◆ Material provided ◆
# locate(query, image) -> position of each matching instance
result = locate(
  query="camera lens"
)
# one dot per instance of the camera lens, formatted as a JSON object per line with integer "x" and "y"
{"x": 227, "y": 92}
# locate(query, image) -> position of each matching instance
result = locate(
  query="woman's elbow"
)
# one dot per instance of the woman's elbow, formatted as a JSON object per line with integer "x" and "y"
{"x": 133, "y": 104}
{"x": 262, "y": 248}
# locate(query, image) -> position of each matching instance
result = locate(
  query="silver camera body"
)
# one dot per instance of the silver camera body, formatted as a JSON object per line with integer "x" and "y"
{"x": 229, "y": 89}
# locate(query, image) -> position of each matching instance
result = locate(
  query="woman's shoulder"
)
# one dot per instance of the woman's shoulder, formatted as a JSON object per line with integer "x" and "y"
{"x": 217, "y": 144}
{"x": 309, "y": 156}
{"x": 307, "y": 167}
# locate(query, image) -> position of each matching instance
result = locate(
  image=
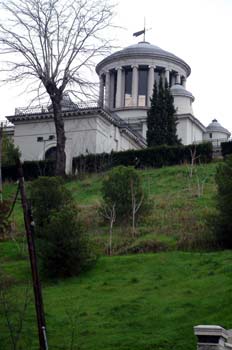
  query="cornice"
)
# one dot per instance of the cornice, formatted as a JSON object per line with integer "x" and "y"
{"x": 176, "y": 60}
{"x": 124, "y": 128}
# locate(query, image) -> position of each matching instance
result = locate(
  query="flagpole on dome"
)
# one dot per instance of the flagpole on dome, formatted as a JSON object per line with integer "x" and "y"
{"x": 144, "y": 29}
{"x": 140, "y": 32}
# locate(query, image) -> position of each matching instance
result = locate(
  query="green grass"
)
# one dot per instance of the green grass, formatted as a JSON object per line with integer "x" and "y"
{"x": 138, "y": 302}
{"x": 177, "y": 217}
{"x": 143, "y": 301}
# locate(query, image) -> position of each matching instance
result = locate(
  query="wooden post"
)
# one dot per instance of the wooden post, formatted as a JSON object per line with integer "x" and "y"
{"x": 1, "y": 136}
{"x": 29, "y": 226}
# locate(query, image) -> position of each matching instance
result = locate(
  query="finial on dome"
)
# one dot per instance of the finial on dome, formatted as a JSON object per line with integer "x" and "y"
{"x": 140, "y": 32}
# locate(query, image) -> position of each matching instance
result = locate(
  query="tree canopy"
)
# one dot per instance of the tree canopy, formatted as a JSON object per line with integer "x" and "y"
{"x": 54, "y": 43}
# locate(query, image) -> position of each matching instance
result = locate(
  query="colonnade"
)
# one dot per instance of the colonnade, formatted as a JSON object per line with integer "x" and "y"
{"x": 112, "y": 92}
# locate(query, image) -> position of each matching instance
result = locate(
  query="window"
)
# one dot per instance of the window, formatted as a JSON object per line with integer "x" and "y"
{"x": 143, "y": 76}
{"x": 128, "y": 88}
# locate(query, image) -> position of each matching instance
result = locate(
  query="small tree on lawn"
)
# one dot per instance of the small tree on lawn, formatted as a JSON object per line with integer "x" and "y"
{"x": 221, "y": 222}
{"x": 63, "y": 248}
{"x": 161, "y": 119}
{"x": 122, "y": 188}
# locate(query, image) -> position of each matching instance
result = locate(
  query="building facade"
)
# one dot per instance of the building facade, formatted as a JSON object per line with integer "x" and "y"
{"x": 118, "y": 121}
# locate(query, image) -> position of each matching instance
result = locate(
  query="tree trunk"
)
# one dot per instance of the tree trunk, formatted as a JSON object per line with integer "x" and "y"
{"x": 60, "y": 136}
{"x": 1, "y": 137}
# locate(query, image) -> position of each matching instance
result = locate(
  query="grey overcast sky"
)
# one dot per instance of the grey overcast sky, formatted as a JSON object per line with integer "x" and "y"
{"x": 198, "y": 31}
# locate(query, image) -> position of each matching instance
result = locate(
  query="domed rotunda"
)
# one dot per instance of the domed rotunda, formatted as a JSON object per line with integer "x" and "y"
{"x": 126, "y": 84}
{"x": 118, "y": 121}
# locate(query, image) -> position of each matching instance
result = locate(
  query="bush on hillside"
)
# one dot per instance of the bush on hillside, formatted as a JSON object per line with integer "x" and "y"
{"x": 63, "y": 249}
{"x": 47, "y": 194}
{"x": 226, "y": 148}
{"x": 118, "y": 187}
{"x": 4, "y": 222}
{"x": 150, "y": 157}
{"x": 221, "y": 222}
{"x": 31, "y": 170}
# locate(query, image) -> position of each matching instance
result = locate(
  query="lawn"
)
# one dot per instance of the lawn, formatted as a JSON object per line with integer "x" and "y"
{"x": 138, "y": 301}
{"x": 177, "y": 217}
{"x": 146, "y": 301}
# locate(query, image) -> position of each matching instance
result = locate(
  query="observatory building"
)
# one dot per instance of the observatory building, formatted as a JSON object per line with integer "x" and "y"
{"x": 118, "y": 120}
{"x": 126, "y": 84}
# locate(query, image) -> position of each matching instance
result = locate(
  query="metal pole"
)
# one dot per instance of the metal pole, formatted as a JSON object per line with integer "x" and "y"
{"x": 1, "y": 137}
{"x": 29, "y": 226}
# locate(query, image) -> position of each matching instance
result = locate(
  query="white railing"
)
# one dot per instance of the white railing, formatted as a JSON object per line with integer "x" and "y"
{"x": 48, "y": 109}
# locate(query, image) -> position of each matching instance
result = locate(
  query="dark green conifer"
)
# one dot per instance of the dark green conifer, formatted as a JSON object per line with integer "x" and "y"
{"x": 161, "y": 119}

◆ Work to complete ◆
Reproduce each entry precisely, dropping only the pictures.

◆ Answer to this exercise ◆
# locate(query, image) -> position of each matching instance
result = locate(
  query="camera lens"
)
# one dot per instance of the camera lens, formatted as a JSON object per line with integer "x" and "y"
{"x": 227, "y": 92}
# locate(query, image) -> position of each matching instance
result = locate(
  query="woman's elbow"
)
# one dot per instance of the woman's elbow, formatted as a JSON object per line with integer "x" and "y"
{"x": 133, "y": 104}
{"x": 262, "y": 248}
# locate(query, image) -> position of each matching instance
result = locate(
  query="silver camera body"
)
# one dot per instance of the silver camera body, formatted as a JSON object per line with integer "x" and "y"
{"x": 229, "y": 89}
# locate(query, image) -> position of each matching instance
result = locate(
  query="woman's shoulder"
)
# one dot per instance of the woman's shoulder, formatted as a JSON object per line with integer "x" and "y"
{"x": 217, "y": 144}
{"x": 309, "y": 156}
{"x": 307, "y": 167}
# locate(query, image) -> position of each matching instance
result = locate(
  image=
  query="cornice"
)
# one dot per instance of the cornice, formatted as a JSON object per line with integer "x" and "y"
{"x": 176, "y": 60}
{"x": 124, "y": 128}
# locate(query, image) -> position of each matching instance
result = locate(
  query="flagpole on dome"
)
# one dot per instance of the flagpole on dome, formatted as a JSON object per line with integer "x" and "y"
{"x": 144, "y": 29}
{"x": 140, "y": 32}
# locate(query, image) -> position of each matching instance
result = locate(
  query="green grass"
)
# one dot per instance of the green grass, formatted as a JSON object per line with integer "x" and "y"
{"x": 138, "y": 302}
{"x": 177, "y": 217}
{"x": 143, "y": 301}
# locate(query, image) -> position of each matching instance
result = locate(
  query="wooden post"
)
# one dot per instance of the wooden post, formatted as a JSON object per line with integer "x" and "y"
{"x": 1, "y": 136}
{"x": 29, "y": 226}
# locate(query, image) -> position of each matching instance
result = locate(
  query="finial on dome"
)
# one dot per instance of the finial on dome, formatted as a JSON object per line with integer "x" and "y"
{"x": 140, "y": 32}
# locate(query, image) -> position of each matching instance
result = locate(
  query="tree canopy"
)
# one dot per instance of the tree canopy, formatted as a JSON object per line with integer "x" and "y"
{"x": 54, "y": 43}
# locate(query, image) -> position of each matching instance
result = locate(
  query="colonnade"
)
# one dot per instance of the colonnade, formatted as a JSON object per line with integer "x" and "y"
{"x": 112, "y": 92}
# locate(query, image) -> position of each matching instance
result = locate(
  query="window"
)
# one dot per instance of the window, formatted as a JSON object per line with integer "x" and "y"
{"x": 143, "y": 76}
{"x": 128, "y": 88}
# locate(query, image) -> position of each matching instance
result = locate(
  query="small tree on lawn"
)
# one dot per instance of the small tree on lawn, formatted as a JSON object per line with integer "x" and "y"
{"x": 221, "y": 222}
{"x": 63, "y": 248}
{"x": 161, "y": 119}
{"x": 122, "y": 188}
# locate(query, image) -> position of each matching instance
result = locate(
  query="building facade"
)
# one dot per instance of the building facade, formatted as a JSON object per line with integer "x" and "y"
{"x": 118, "y": 121}
# locate(query, image) -> position of each matching instance
result = locate(
  query="tree trunk"
)
# one dot per instance of the tree trunk, formatted as a JSON object per line with integer "x" and "y"
{"x": 60, "y": 136}
{"x": 1, "y": 137}
# locate(query, image) -> position of each matching instance
result = locate(
  query="grey overcast sky"
)
# one dot per instance of the grey overcast sky, formatted as a JSON object per line with integer "x" and "y"
{"x": 198, "y": 31}
# locate(query, image) -> position of each matching instance
result = locate(
  query="domed rotunda"
)
# one dot per instance of the domed rotunda, formatted as a JSON object per line with integer "x" and "y"
{"x": 126, "y": 84}
{"x": 118, "y": 121}
# locate(query, image) -> position of each matching instance
result = locate(
  query="bush on hillside"
)
# one dot per instance of the bush on hillside, formatted as a JSON object per line with integer "x" and "y"
{"x": 63, "y": 249}
{"x": 47, "y": 194}
{"x": 226, "y": 148}
{"x": 118, "y": 187}
{"x": 4, "y": 222}
{"x": 150, "y": 157}
{"x": 221, "y": 222}
{"x": 31, "y": 170}
# locate(query, image) -> position of each matching instance
result = locate(
  query="lawn"
)
# one dot per instance of the lawn, formatted as a JSON object per line with integer "x" and "y"
{"x": 138, "y": 301}
{"x": 177, "y": 217}
{"x": 146, "y": 301}
# locate(query, image) -> position of each matching instance
result = locate(
  query="observatory building"
)
# one dot per instance of the observatory building, formatted as a JSON object per line with integer "x" and "y"
{"x": 118, "y": 120}
{"x": 126, "y": 84}
# locate(query, image) -> position of each matching instance
result = locate(
  query="metal pole"
)
# one dot per instance of the metal pole, formatted as a JSON object per line with integer "x" and "y"
{"x": 1, "y": 137}
{"x": 29, "y": 226}
# locate(query, image) -> position of each matching instance
result = locate(
  query="white railing"
)
# one dot per instance of the white railing, formatted as a JSON object per line with integer "x" and "y"
{"x": 48, "y": 109}
# locate(query, image) -> position of each matching instance
result = locate(
  query="dark green conifer"
)
# one dot per instance of the dark green conifer, formatted as a JSON object per line with integer "x" and "y"
{"x": 161, "y": 119}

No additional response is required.